#### Records supplied

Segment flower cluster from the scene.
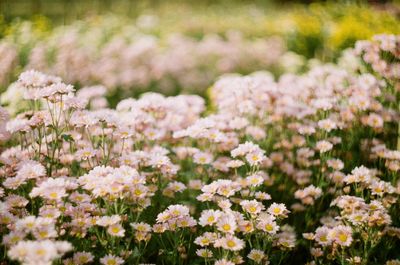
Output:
[0,35,400,265]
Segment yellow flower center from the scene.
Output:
[226,240,236,248]
[222,224,231,231]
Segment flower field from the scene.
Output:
[0,0,400,265]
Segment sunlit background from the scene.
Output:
[0,0,400,102]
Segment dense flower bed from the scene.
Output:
[0,35,400,265]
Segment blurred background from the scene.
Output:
[0,0,400,105]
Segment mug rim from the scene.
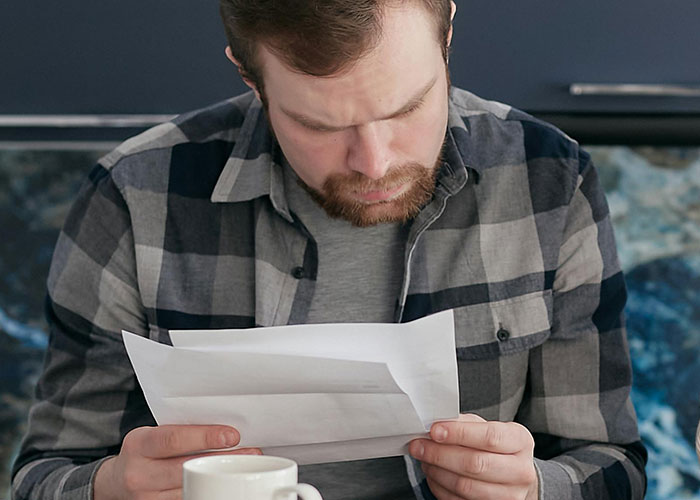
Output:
[182,454,297,476]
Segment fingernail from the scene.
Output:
[221,431,238,448]
[433,425,447,443]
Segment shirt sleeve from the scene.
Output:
[517,151,647,500]
[12,165,154,500]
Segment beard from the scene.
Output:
[299,155,441,227]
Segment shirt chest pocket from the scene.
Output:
[454,290,552,360]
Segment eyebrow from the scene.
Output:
[280,77,437,132]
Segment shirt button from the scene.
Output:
[496,328,510,342]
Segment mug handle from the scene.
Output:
[275,483,323,500]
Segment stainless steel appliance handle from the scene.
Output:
[569,83,700,97]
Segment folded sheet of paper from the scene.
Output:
[122,311,459,464]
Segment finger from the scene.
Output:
[144,448,262,491]
[426,478,470,500]
[156,488,182,500]
[423,465,526,500]
[130,425,240,458]
[409,439,534,484]
[458,413,486,422]
[430,421,535,454]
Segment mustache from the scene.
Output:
[324,162,425,193]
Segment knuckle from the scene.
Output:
[122,467,141,494]
[485,423,503,448]
[158,429,180,451]
[464,453,489,474]
[455,476,474,498]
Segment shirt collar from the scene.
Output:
[211,90,481,217]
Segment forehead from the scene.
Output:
[259,3,445,126]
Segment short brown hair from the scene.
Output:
[219,0,451,92]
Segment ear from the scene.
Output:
[447,1,457,47]
[226,45,260,99]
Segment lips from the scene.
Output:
[351,182,410,203]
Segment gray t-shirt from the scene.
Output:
[284,166,415,500]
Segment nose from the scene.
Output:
[347,122,391,180]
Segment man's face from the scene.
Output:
[259,5,448,226]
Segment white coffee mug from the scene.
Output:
[182,455,323,500]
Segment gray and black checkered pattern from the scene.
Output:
[13,89,646,500]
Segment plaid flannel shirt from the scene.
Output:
[13,89,646,500]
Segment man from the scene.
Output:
[13,0,646,500]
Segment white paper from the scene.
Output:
[123,311,459,464]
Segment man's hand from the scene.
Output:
[94,425,262,500]
[409,415,538,500]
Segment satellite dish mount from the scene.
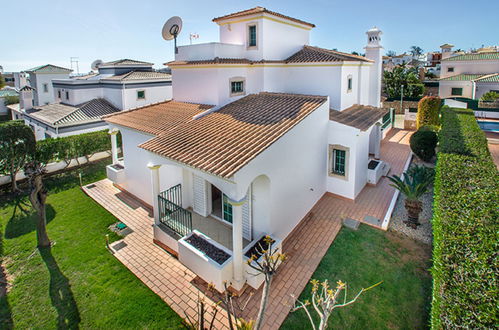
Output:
[161,16,182,54]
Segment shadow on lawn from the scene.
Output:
[5,199,56,239]
[40,248,81,329]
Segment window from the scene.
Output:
[137,91,146,100]
[230,77,245,96]
[248,25,256,47]
[332,149,346,175]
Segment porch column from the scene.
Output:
[147,164,161,225]
[109,129,118,164]
[229,197,246,290]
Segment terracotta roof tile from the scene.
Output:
[329,104,388,131]
[213,7,315,27]
[140,92,327,178]
[104,101,213,135]
[286,46,372,63]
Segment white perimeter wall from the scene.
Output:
[234,102,329,239]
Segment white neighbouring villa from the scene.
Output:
[105,7,390,291]
[9,59,172,140]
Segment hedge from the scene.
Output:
[431,107,499,329]
[416,96,442,129]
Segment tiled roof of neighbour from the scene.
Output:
[440,73,484,81]
[213,7,315,27]
[26,64,73,73]
[442,52,499,61]
[102,71,172,81]
[104,101,213,135]
[329,104,388,131]
[26,99,119,126]
[0,88,19,97]
[140,92,327,178]
[286,46,372,63]
[475,73,499,82]
[99,58,153,66]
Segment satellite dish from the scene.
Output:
[90,60,103,70]
[161,16,182,54]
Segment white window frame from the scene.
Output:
[229,77,246,96]
[137,89,146,101]
[327,144,350,181]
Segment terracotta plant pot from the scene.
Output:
[404,199,423,229]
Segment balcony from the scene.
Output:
[175,42,244,61]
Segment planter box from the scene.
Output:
[178,230,233,292]
[243,235,283,289]
[106,164,125,184]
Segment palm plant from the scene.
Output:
[388,165,434,229]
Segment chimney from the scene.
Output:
[364,27,383,107]
[19,85,35,110]
[440,44,454,60]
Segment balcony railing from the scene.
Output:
[158,184,192,237]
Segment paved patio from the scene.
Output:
[83,129,411,329]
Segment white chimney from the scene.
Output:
[364,27,383,107]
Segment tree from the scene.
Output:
[388,165,434,229]
[291,280,382,330]
[0,120,36,192]
[409,46,423,57]
[24,160,50,248]
[383,65,424,99]
[386,50,397,57]
[248,236,286,330]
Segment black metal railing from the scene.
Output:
[158,184,192,237]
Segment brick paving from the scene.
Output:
[83,129,411,329]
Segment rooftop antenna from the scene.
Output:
[69,57,80,75]
[161,16,182,54]
[90,60,103,70]
[189,33,199,45]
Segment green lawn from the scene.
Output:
[281,225,431,329]
[0,162,181,329]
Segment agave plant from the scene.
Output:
[388,165,434,229]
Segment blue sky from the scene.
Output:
[0,0,499,72]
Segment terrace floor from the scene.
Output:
[83,129,411,329]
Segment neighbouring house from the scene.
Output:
[0,87,19,116]
[104,7,390,291]
[9,59,172,140]
[439,45,499,99]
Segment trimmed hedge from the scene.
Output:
[431,107,499,329]
[416,96,442,129]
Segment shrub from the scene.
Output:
[480,91,499,102]
[431,108,499,329]
[416,96,442,129]
[409,128,438,162]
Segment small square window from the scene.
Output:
[230,80,244,94]
[248,25,256,47]
[331,149,346,175]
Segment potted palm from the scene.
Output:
[388,165,434,229]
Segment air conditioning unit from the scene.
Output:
[367,159,390,185]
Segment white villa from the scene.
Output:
[101,7,390,291]
[439,45,499,99]
[9,59,172,140]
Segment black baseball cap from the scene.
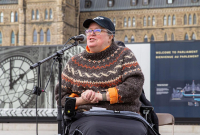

########

Do this: Copy out all of the rows above verbatim, leaving out the pictures.

Written solution:
Segment flower cluster from the scene.
Output:
[0,35,400,265]
Segment yellow flower center from the scene.
Output:
[226,240,236,248]
[222,224,231,231]
Segment flower field from the scene.
Output:
[0,0,400,265]
Segment sunlit background from the scene.
Output:
[0,0,400,102]
Segment dense flower bed from the scene.
Output:
[0,35,400,265]
Segment blurred background from the scene.
Output:
[0,0,400,105]
Segment mug rim from the scene.
Output:
[182,454,297,476]
Segment fingernail from the scene.
Output:
[221,431,238,448]
[433,425,447,443]
Segment shirt sleeve from the scene.
Output:
[517,151,647,500]
[12,165,154,500]
Segment beard from the scene.
Output:
[299,155,441,227]
Segment shirt chest pocket from the scene.
Output:
[454,290,552,360]
Segment eyebrow from the scene.
Output:
[280,77,437,132]
Segment shirt button from the scene.
Output:
[496,328,510,342]
Segment mug handle from the scene.
Output:
[275,483,323,500]
Segment stainless steel appliance handle from the scene.
Output:
[569,83,700,97]
Segment folded sheet of paper from the scene.
Output:
[122,311,459,464]
Segment finger from the scene.
Output:
[144,448,262,491]
[426,478,470,500]
[156,488,182,500]
[423,465,526,500]
[130,425,240,458]
[409,439,534,484]
[458,413,486,422]
[430,421,535,454]
Segment mustache from the scene.
Output:
[324,162,425,193]
Segment knuckle from the scene.
Output:
[122,467,141,494]
[485,423,503,448]
[158,429,180,451]
[464,453,489,474]
[455,476,474,498]
Segment shirt collar from the scene.
Output:
[211,90,481,217]
Segment forehead from the scene.
Output:
[259,3,445,126]
Segment short brown hair from the scene.
Output:
[219,0,451,92]
Segment ear from the scene.
Output:
[447,1,457,47]
[226,45,260,99]
Segment lips from the scene.
Output:
[351,182,410,203]
Segment gray t-shirt from the scene.
Output:
[284,166,415,500]
Segment nose from the scene.
Output:
[347,122,391,180]
Segment man's face from the scene.
Output:
[259,5,448,226]
Segment white coffee mug from the scene.
Output:
[182,455,323,500]
Segment gray and black checkered pattern from the scene.
Output:
[13,89,646,500]
Segment plaid flannel shirt from the scene.
Output:
[13,89,646,500]
Segment man from the scene.
Output:
[13,0,646,500]
Segment white paper from the scene.
Output:
[123,311,459,464]
Segment man's hand from the scene.
Output:
[94,425,262,500]
[409,415,538,500]
Segment satellite dish mount from the scene.
Output:
[161,16,182,54]
Segment shadow on lawn from the scene.
Output:
[5,199,56,239]
[40,248,81,329]
Segment window from the scene.
Output:
[137,91,146,100]
[230,77,245,96]
[248,25,256,47]
[332,149,346,175]
Segment porch column from the scene.
Output:
[147,164,161,225]
[109,129,118,164]
[229,197,246,290]
Segment terracotta roof tile from the scene.
Output:
[329,104,388,131]
[213,7,315,27]
[140,92,327,178]
[104,101,213,135]
[286,46,372,63]
Segment white perimeter wall from the scene.
Output:
[234,102,329,239]
Segment white neighbouring villa from the scene.
Output:
[105,7,390,291]
[9,59,172,140]
Segment hedge from the scene.
Output:
[431,107,499,329]
[416,96,442,129]
Segment tiled roof of neighbour from the scene.
Output:
[440,73,484,81]
[213,7,315,27]
[26,64,73,73]
[442,52,499,61]
[102,71,172,81]
[104,101,213,135]
[329,104,388,131]
[26,99,119,126]
[0,88,19,97]
[140,92,327,178]
[286,46,372,63]
[475,73,499,82]
[99,58,153,66]
Segment satellite dish from the scene.
Output:
[90,60,103,70]
[161,16,182,54]
Segment white window frame from the scene.
Output:
[229,77,246,96]
[137,89,146,101]
[327,144,350,181]
Segment terracotta plant pot from the scene.
Output:
[404,199,423,229]
Segment balcony from the scene.
Output:
[175,42,244,61]
Segment planter box from the scene.
Output:
[178,230,233,292]
[243,235,283,289]
[106,164,125,184]
Segment palm plant from the scene.
Output:
[388,165,434,229]
Segment chimney from the scene.
Output:
[364,27,383,107]
[19,85,35,110]
[440,44,454,60]
Segment balcony railing from the scene.
Output:
[158,184,192,237]
Segment paved patio from the scene.
Output:
[83,129,411,329]
Segment white chimney from the scene.
Output:
[364,27,383,107]
Segment tree from the scene.
Output:
[388,165,434,229]
[291,280,382,330]
[0,120,36,192]
[409,46,423,57]
[24,160,50,248]
[383,65,424,99]
[386,50,397,57]
[248,236,286,330]
Segment black metal railing from the scene.
Output:
[158,184,192,237]
Segment brick paving from the scene.
Output:
[83,129,411,329]
Segment rooftop antenna from the scene.
Output:
[69,57,80,75]
[161,16,182,54]
[90,60,103,70]
[189,33,199,45]
Segment green lawn from the scene.
Output:
[281,225,431,329]
[0,162,181,329]
Segment agave plant from the scene.
Output:
[388,165,434,229]
Segment blue sky from the scene.
Output:
[0,0,499,72]
Segment terrace floor from the scene.
Output:
[83,129,411,329]
Segment neighbouring house from the scene.
Output:
[0,87,19,116]
[104,7,390,291]
[9,59,172,140]
[439,45,499,99]
Segment trimmed hedge from the scene.
Output:
[431,107,499,329]
[416,96,442,129]
Segment shrub from the scene.
Output:
[480,91,499,102]
[431,108,499,329]
[416,96,442,129]
[409,128,438,162]
Segment small square window from the scene.
Output:
[230,80,244,94]
[248,25,256,47]
[331,149,346,175]
Segment potted palm from the scene.
Output:
[388,165,434,229]
Segment air conditioning unit from the scene.
Output:
[367,159,390,185]
Segment white villa from the scene.
Output:
[101,7,390,291]
[439,45,499,99]
[9,59,172,140]
Segment black baseball cap from the scene.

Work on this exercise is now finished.